___ Passage to read ___

Sooooooooooooo ... I'm sitting here on my sofa right now, Antiques Roadshow on the old "boob tube," The Cat curled up beside me, and a heating pad on my back.
A heating pad? WHAAAAT?
Yeah. Christmas Day, I threw my back out doing a deadly combo of things. Seriously. It was a scary "perfect storm" of things that met in a vortex of pain to create my thrown out back.
The deadly combo?
I reached and bent at the same time.
I know. It's pitiful how quickly things begin to fall apart when one hits their 40s. It is a FOR REALSIES struggle, y'all.
Of course, this afternoon, while attempting to put away all the classroom Christmas decorations I'd had the forethought to pile in a giant hodge podge of a mess on some student desks the last day of school after I'd sent my kiddos all on to their families, I reached to grab a slightly heavy tub of "stuff" (that's an academic term, in case you weren't aware), I felt my back give a little. Not all the way, mind you. Just a little.
That little was just enough to give a bit more this evening while I was trying to do something benign like opening the dishwasher door.
So, I am sitting here attempting to get some work ticked off my TO DO list, and I've got The Cat curled up beside me (a position she's felt she's not been able to maintain the last two weeks due to the furry house guests that no one asked her if she would like to have ... according to her) and a heating pad on my back, doing my level best to burn the first couple of layers of my back skin right off.

___ Provided material ___

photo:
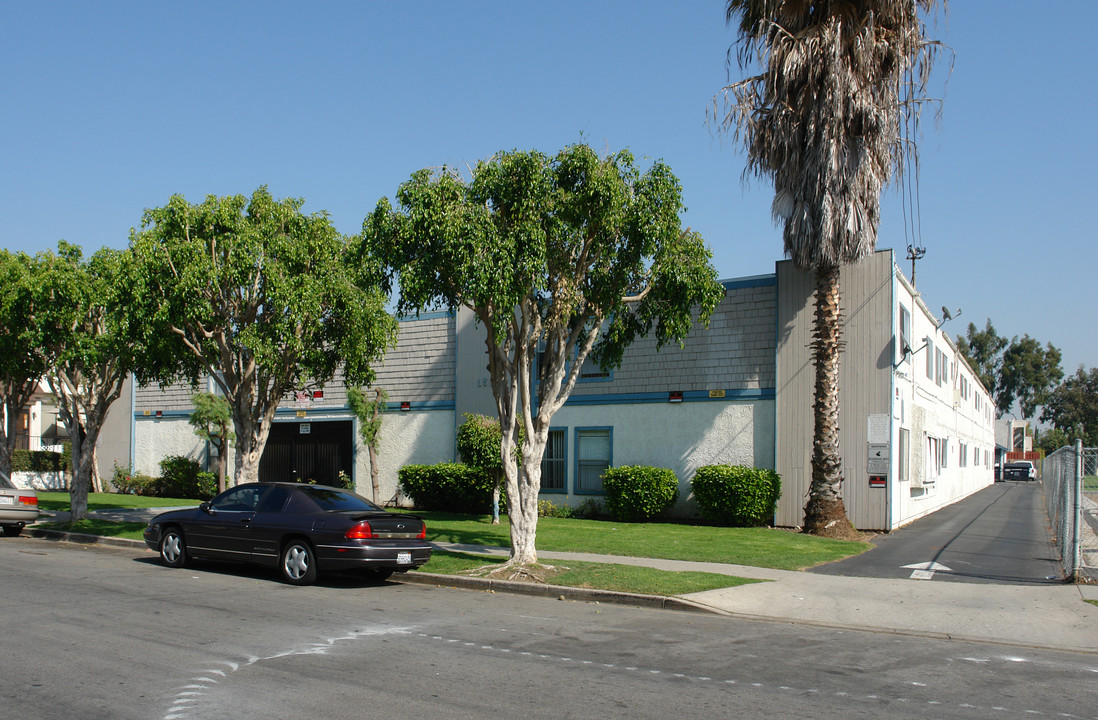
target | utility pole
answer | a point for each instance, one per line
(912, 255)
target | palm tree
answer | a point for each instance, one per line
(828, 117)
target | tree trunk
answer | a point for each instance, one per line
(78, 491)
(523, 550)
(222, 461)
(825, 513)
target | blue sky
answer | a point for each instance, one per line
(109, 109)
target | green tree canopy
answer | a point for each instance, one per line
(983, 349)
(258, 295)
(1027, 375)
(567, 256)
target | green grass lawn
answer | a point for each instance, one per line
(622, 578)
(755, 547)
(54, 502)
(107, 528)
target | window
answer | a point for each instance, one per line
(592, 459)
(553, 468)
(905, 439)
(934, 458)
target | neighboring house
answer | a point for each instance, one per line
(738, 392)
(916, 424)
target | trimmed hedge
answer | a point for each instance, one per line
(448, 486)
(737, 495)
(636, 493)
(183, 477)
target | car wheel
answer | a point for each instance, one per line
(299, 563)
(377, 575)
(174, 548)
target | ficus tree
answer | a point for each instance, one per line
(829, 119)
(257, 294)
(27, 347)
(559, 258)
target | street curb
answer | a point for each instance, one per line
(560, 592)
(415, 577)
(79, 538)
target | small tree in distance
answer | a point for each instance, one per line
(479, 447)
(368, 413)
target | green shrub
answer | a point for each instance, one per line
(636, 493)
(183, 477)
(736, 495)
(448, 486)
(38, 461)
(589, 509)
(129, 483)
(546, 508)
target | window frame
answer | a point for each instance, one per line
(578, 435)
(562, 463)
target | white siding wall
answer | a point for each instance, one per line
(929, 409)
(682, 437)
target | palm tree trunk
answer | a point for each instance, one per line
(825, 513)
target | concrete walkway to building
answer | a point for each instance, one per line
(1049, 616)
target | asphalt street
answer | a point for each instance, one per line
(999, 535)
(96, 632)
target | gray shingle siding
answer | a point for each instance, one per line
(418, 370)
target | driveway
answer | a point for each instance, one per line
(999, 535)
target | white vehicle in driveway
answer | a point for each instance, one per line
(1019, 470)
(18, 506)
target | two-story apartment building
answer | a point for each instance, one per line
(916, 423)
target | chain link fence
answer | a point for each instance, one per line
(1071, 493)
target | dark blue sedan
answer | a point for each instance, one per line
(300, 529)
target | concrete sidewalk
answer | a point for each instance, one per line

___

◆ What the task requires
Reproduce the entire thrown-back blog post word for word.

◆ Answer for this exercise
Sooooooooooooo ... I'm sitting here on my sofa right now, Antiques Roadshow on the old "boob tube," The Cat curled up beside me, and a heating pad on my back.
A heating pad? WHAAAAT?
Yeah. Christmas Day, I threw my back out doing a deadly combo of things. Seriously. It was a scary "perfect storm" of things that met in a vortex of pain to create my thrown out back.
The deadly combo?
I reached and bent at the same time.
I know. It's pitiful how quickly things begin to fall apart when one hits their 40s. It is a FOR REALSIES struggle, y'all.
Of course, this afternoon, while attempting to put away all the classroom Christmas decorations I'd had the forethought to pile in a giant hodge podge of a mess on some student desks the last day of school after I'd sent my kiddos all on to their families, I reached to grab a slightly heavy tub of "stuff" (that's an academic term, in case you weren't aware), I felt my back give a little. Not all the way, mind you. Just a little.
That little was just enough to give a bit more this evening while I was trying to do something benign like opening the dishwasher door.
So, I am sitting here attempting to get some work ticked off my TO DO list, and I've got The Cat curled up beside me (a position she's felt she's not been able to maintain the last two weeks due to the furry house guests that no one asked her if she would like to have ... according to her) and a heating pad on my back, doing my level best to burn the first couple of layers of my back skin right off.